— EXERCISE GOAL —
Your copy of the material must match it exactly, except that pictures are dropped.

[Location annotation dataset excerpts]
>>>

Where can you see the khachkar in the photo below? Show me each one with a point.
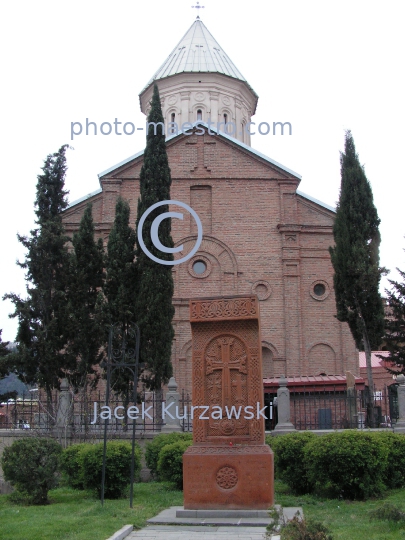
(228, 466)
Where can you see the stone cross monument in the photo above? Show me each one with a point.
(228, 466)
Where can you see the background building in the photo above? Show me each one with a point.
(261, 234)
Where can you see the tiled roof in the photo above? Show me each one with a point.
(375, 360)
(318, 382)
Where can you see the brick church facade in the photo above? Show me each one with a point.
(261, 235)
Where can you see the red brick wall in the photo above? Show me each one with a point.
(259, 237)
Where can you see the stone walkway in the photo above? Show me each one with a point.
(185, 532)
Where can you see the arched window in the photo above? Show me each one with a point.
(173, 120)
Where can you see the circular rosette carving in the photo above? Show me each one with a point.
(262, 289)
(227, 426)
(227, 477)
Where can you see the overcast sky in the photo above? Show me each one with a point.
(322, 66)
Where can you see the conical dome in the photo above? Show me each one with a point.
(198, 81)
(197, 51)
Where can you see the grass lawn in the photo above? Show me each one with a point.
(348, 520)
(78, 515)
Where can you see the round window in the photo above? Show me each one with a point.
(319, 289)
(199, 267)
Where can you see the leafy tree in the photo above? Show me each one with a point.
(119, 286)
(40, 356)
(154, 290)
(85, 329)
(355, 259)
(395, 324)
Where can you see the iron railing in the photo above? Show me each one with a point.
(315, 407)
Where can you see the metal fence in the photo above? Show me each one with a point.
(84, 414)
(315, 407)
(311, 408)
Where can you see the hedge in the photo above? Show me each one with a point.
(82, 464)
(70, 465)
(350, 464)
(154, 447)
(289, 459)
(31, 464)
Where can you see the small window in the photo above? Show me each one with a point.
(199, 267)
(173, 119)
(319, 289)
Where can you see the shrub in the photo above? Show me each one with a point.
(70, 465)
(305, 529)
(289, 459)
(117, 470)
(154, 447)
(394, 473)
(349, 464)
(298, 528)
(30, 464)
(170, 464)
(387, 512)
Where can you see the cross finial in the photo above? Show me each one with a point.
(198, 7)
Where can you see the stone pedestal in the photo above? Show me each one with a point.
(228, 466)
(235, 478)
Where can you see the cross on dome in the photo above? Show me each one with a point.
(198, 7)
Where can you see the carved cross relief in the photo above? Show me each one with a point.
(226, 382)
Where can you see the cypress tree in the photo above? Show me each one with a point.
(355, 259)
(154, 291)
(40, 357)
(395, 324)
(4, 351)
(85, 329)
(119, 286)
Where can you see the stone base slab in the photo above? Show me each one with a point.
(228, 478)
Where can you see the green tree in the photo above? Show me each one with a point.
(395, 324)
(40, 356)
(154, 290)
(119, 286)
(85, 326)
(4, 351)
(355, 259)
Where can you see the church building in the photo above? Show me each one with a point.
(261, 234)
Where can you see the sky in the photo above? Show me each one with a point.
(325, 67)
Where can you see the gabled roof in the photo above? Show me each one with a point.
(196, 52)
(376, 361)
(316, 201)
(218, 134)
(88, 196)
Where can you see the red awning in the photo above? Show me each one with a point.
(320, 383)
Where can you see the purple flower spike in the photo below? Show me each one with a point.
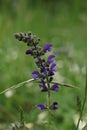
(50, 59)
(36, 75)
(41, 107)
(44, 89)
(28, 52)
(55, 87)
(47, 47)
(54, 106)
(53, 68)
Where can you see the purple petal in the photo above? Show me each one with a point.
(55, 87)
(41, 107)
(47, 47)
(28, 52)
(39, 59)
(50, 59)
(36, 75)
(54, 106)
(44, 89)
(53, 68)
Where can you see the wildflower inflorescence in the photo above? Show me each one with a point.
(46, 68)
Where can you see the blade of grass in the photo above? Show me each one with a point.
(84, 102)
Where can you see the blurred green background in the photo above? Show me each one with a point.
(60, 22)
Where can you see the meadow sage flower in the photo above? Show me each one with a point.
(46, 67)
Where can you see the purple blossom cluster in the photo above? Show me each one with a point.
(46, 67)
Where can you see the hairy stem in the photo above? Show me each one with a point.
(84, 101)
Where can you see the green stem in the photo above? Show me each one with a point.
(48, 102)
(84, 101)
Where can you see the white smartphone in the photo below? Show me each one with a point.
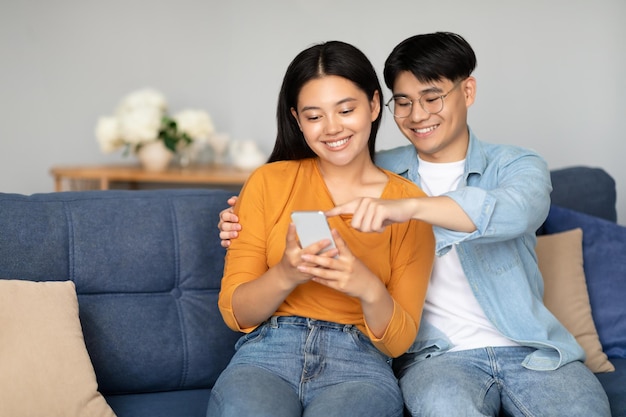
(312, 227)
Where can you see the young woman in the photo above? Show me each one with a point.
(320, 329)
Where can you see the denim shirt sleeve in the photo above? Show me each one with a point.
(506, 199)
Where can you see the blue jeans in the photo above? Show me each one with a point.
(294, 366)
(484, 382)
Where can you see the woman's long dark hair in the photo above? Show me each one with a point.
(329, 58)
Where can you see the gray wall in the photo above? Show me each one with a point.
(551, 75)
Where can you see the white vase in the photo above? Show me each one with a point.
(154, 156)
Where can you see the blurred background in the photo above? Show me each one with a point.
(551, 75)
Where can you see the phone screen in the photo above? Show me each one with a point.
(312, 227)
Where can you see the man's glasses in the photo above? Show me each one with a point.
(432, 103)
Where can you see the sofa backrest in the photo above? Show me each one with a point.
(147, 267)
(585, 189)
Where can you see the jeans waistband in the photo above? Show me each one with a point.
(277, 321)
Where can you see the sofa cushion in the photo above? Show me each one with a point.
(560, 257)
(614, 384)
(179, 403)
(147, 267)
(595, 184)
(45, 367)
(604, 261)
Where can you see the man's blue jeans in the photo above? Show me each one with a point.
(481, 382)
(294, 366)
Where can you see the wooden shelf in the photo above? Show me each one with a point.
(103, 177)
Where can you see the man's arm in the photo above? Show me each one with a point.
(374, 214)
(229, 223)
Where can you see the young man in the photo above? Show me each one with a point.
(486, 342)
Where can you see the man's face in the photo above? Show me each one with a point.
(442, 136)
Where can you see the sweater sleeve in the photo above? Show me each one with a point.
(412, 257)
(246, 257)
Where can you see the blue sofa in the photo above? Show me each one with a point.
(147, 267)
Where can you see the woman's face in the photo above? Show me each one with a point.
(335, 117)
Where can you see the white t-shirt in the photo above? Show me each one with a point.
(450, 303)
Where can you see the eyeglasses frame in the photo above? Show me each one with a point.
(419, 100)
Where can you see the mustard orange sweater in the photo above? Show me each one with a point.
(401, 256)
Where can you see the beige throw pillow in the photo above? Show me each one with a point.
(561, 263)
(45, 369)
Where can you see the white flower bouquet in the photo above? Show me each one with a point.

<<<

— THE REPLY —
Where can you see the khachkar in the photo below? Show me each one with a point.
(228, 466)
Where can you see the stone cross monument in the photo above? Show me each one with a point.
(228, 466)
Where can you see the background building in the photo above? Show me each one with a point.
(261, 234)
Where can you see the tiled roof in the photo above? Show me each one with a point.
(375, 360)
(318, 382)
Where can you see the brick church facade in the photo above? Show me each one with a point.
(261, 235)
Where can you see the red brick wall in the photo above? Show me each one with a point.
(259, 237)
Where can you see the stone walkway in the photo above? Show me each one with a point.
(185, 532)
Where can you see the arched window in the photo above? Show me each one with a point.
(173, 120)
Where can you see the circular rosette carving in the photo above? Show me each one with a point.
(262, 289)
(227, 426)
(227, 477)
Where can you see the overcast sky in the photo above? Show me each one with a point.
(322, 66)
Where can you see the conical dome in the photo above? Show me each one with a point.
(198, 81)
(197, 51)
Where can you see the grass lawn in the photo above? Show me each one with a point.
(348, 520)
(78, 515)
Where can you see the round window in the photo above? Show me each one with a point.
(319, 289)
(199, 267)
Where can you see the leafy tree in the photo above? Show me each one with a point.
(119, 286)
(40, 356)
(154, 290)
(85, 329)
(355, 259)
(395, 324)
Where can you see the iron railing in the photo above? Show me each one with a point.
(315, 407)
Where can you see the metal fence in the photo above? Show me each one with a point.
(84, 414)
(315, 407)
(311, 408)
Where can you see the hedge in the photo above? Show me each one with a point.
(82, 464)
(70, 465)
(350, 464)
(154, 447)
(289, 459)
(31, 464)
Where can you see the small window in the photo above? Show me each one with a point.
(199, 267)
(173, 119)
(319, 289)
Where can you see the shrub in the photo above? Show me each one with a point.
(70, 465)
(305, 529)
(289, 459)
(117, 470)
(154, 447)
(394, 473)
(349, 464)
(298, 528)
(30, 464)
(170, 464)
(387, 512)
Where can you see the cross finial in the photo above? Show me each one with a point.
(198, 7)
Where can you see the stone pedestal in the photo above? Show me each one with a point.
(228, 466)
(235, 478)
Where can you see the cross on dome in the photo above? Show me each one with a point.
(198, 7)
Where can you see the carved cross relief in the photo above? Show me each one with a point.
(226, 382)
Where can you see the cypress tree in the photo above? Show me each one with a point.
(355, 259)
(154, 291)
(40, 357)
(395, 324)
(4, 351)
(85, 329)
(119, 286)
Where can you see the stone base slab in the photo above? Show me each one with a point.
(228, 478)
Where can you see the green tree in the photo above? Show me each one with a point.
(395, 324)
(40, 356)
(154, 290)
(119, 286)
(85, 326)
(4, 351)
(355, 259)
Where can you see the church building in the photo above? Show me each one with a point.
(261, 234)
Where can you see the sky in the photo above? Show me each one with a point.
(325, 67)
Where can you see the gabled roof in the photo above? Show me each one with a point.
(196, 52)
(376, 361)
(316, 201)
(218, 134)
(88, 196)
Where can you see the red awning in the photo above? Show me each one with a point.
(320, 383)
Where can you see the purple flower spike in the photo below? Show me each one with a point.
(50, 59)
(36, 75)
(41, 107)
(44, 89)
(28, 52)
(55, 87)
(47, 47)
(54, 106)
(53, 68)
Where can you see the purple petal in the photo above? Show me each one with a point.
(55, 87)
(41, 107)
(47, 47)
(28, 52)
(39, 59)
(50, 59)
(36, 75)
(54, 106)
(44, 89)
(53, 68)
Where can you see the wildflower inflorescence in the photo above? Show me each one with a point.
(46, 68)
Where can you see the blade of grass in the photo above? Show me each one with a point.
(84, 102)
Where can you see the blurred green background in the photo above? Show me each one with a point.
(60, 22)
Where can you see the meadow sage flower in the photo above? Show me each one with a point.
(46, 67)
Where can you see the purple blossom cluster in the photo above? Show me each one with a point.
(46, 67)
Where can you see the hairy stem in the photo above? Show me each one with a point.
(84, 101)
Where can you see the green stem in the photo above? Show me each one with a point.
(48, 102)
(84, 101)
Where can you see the white smartphone in the photo below? Show me each one with a point.
(312, 227)
Where can you see the young woman in the photo above? Show me each one with a point.
(320, 329)
Where can you see the denim shirt sleeve in the photo above? Show me each one with a point.
(506, 199)
Where can you see the blue jeans in the photo above? Show me each one with a point.
(294, 366)
(484, 382)
Where can you see the woman's long dark hair in the photo above? Show me each one with a point.
(329, 58)
Where can you see the gray wall in the photo above? Show me each one with a point.
(551, 75)
Where can you see the white vase in the photo above? Show me each one with a point.
(154, 156)
Where can you see the blurred background in the photo above? Show me each one with a point.
(551, 75)
Where can you see the phone screen in the photo above? Show me each one with a point.
(312, 227)
Where can you see the man's glasses in the photo above? Show me each one with a point.
(432, 103)
Where can you see the sofa backrest in the photo above? Show me each one with a point.
(147, 267)
(585, 189)
Where can you see the jeans waistband in the photo above? Show me each one with a point.
(277, 321)
Where can you see the sofa cushion in the photo above? Show me each one with a point.
(560, 257)
(614, 384)
(179, 403)
(147, 267)
(595, 184)
(45, 367)
(604, 261)
Where can you see the man's blue jeans in the photo above? Show me each one with a point.
(481, 382)
(294, 366)
Where can you see the wooden shelf in the photo above? Show me each one with a point.
(103, 177)
Where can you see the man's arm in the photo above? Show me each one with a point.
(374, 214)
(229, 223)
Where can you see the young man in the photo above? Show me each one with a point.
(486, 342)
Where can you see the man's face in the photo above? Show me each one with a point.
(442, 136)
Where can you see the sweater sleeve in the photo above? Show me each one with a point.
(412, 257)
(246, 257)
Where can you see the blue sofa in the photo above? Show me each one with a point.
(147, 267)
Where can you see the woman's face in the photo above? Show me each one with a point.
(335, 117)
Where can you see the white t-shirt in the photo above? Show me each one with a point.
(450, 303)
Where can you see the eyeglasses frame in the photo above? Show me each one with a point.
(419, 100)
Where can you see the mustard orange sweater in the photo above? Show me each one with a point.
(401, 256)
Where can you see the beige throw pillow in the photo above? Show me each one with a point.
(561, 263)
(45, 369)
Where can you see the white flower bouquet in the photo above? Show me each one with a point.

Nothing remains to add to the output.